# GIVEN ENTRIES
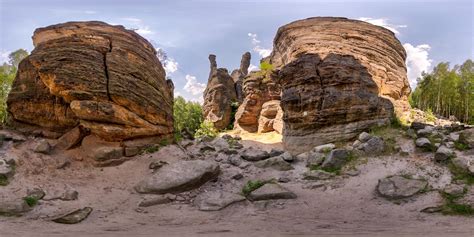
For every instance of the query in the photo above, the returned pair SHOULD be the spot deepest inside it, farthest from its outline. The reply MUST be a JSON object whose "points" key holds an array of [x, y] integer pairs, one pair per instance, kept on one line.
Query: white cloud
{"points": [[193, 86], [169, 64], [138, 26], [263, 52], [253, 68], [383, 22], [418, 61], [4, 56]]}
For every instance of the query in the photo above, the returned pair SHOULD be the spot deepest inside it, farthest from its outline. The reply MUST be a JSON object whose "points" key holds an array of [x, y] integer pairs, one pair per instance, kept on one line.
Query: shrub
{"points": [[251, 186], [187, 116], [206, 129]]}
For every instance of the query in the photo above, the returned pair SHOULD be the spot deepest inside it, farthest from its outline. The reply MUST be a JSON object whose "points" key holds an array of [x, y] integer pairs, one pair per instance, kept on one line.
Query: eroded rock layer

# DIRECTIVE
Express all of the data above as a Markdown table with the columns Line No. and Text, one row per line, numbered in order. Omit blank lines and leave the picture out of the table.

# COMPLETE ANSWER
| Line No. | Text |
|---|---|
| 1 | For every instance of the query in the photo above, the returned pair SHOULD be the spot deepest inside it, farthest from its outline. The reply MUST be a JSON object whose "points" key holds an array of [x, y] integer pairs, one pair per instance, kept on one line. |
| 2 | Query: white cloud |
| 3 | {"points": [[193, 86], [169, 64], [138, 26], [263, 52], [253, 68], [383, 22], [418, 61], [4, 56]]} |
| 4 | For every instance of the query in the photo above, the returned pair SHOULD be the spot deepest inside it, farthest from its outline. The reply MUST be a JSON object whose "points" key holds an array of [x, y] integer pairs, one pair per instance, kept on one line. |
| 5 | Query: shrub |
| 6 | {"points": [[251, 186], [187, 116], [206, 129]]} |
| 7 | For every instance of the query in the photo above, the returned pair SHOULD be the spot deepest inside it, farthest from its outline. The reply MUST be a JSON object whose "points" key holds an array of [x, y] integer pairs, one pair per instance, kept on one line. |
| 8 | Query: eroded rock layer |